TEXT SEGMENT –
####
The NHS – 70 years young

1948: a time of austerity, of taking stock and coming to terms with the aftermath of war. The initial euphoria of victory has worn off and the work of rebuilding shattered lives, homes and infrastructure is underway. But this too was a time of hope and ambition; a determination not simply to rebuild the past but to create the future. One of the great projects to arise from that time was the National Health Service (NHS).


Seventy years on and the NHS continues to deliver its initial promise to provide healthcare which is free at the point of delivery. The road hasn’t always been smooth and in a strange way the NHS’s success has been the root cause of one of its prime challenges. Pioneering research allied to a drive to develop new techniques and skills has helped people to live on average ten years longer nowadays than at its inception; in the process placing additional strains on resources.


Nevertheless we shouldn’t underestimate the impact which the NHS has had not simply on lives but also on society. For example, this writer’s mother joined the NHS as a nurse in the year of its birth. Following initial training in England she was offered an opportunity to further her skills, firstly in France and then in America; a far cry from post-blitz London and offering a level of mobility which may not have been so available for young women before the war. Those skills that she learnt at the infancy of the NHS were then used throughout her life to benefit others.


This is only one story, but as we had heard time and time again over recent weeks it is the individual stories which demonstrate the true worth of our health services. Stories of lives saved or transformed thanks to pioneering techniques; stories of humanity and compassion; and tales highlighting the dedication of those who have followed the path of medicine in order to help others.
####
(Records from a dataset)
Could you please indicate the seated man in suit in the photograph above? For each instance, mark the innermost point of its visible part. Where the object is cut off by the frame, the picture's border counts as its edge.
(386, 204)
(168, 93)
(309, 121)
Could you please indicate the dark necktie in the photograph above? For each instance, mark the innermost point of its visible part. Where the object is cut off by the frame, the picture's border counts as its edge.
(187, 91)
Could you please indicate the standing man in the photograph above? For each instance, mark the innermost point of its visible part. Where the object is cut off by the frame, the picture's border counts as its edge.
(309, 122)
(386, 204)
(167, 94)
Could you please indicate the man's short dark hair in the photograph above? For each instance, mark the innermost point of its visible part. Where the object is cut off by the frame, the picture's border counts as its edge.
####
ACTIVITIES –
1 > In the NHS anniversary piece, how much longer do people now live on average than when the NHS began?
2 > Carry on writing the NHS anniversary piece, picking up after its final sentence.

OUTPUTS IN ORDER –
1 > About ten years longer.

2 >
But whilst it may be true that in part the NHS is the victim of its own success, technological advances are already making a measurable difference. Online appointment booking, automated appointment reminders and digital records are all helping to reduce admin time. Remote health monitoring is removing the need for multiple hospital appointments, whilst the availability of video links brings specialist knowledge to remote areas of the country. And new developments are coming out all the time. Who would have thought only a few years ago that cancer treatments could be personalised based on an individual’s genetic make-up?


When the NHS started seventy years ago innovations such as these would never have been envisaged, let alone possible. In seventy years time they may be seen as somewhat old-fashioned, replaced by ever improving technologies delivering individual healthcare. But progress or not, one thing remains at the heart of our national health service and that is the relationship of care between those in need and the doctors, nurses, physiotherapists, osteopaths and other health professionals who provide lifelong health services.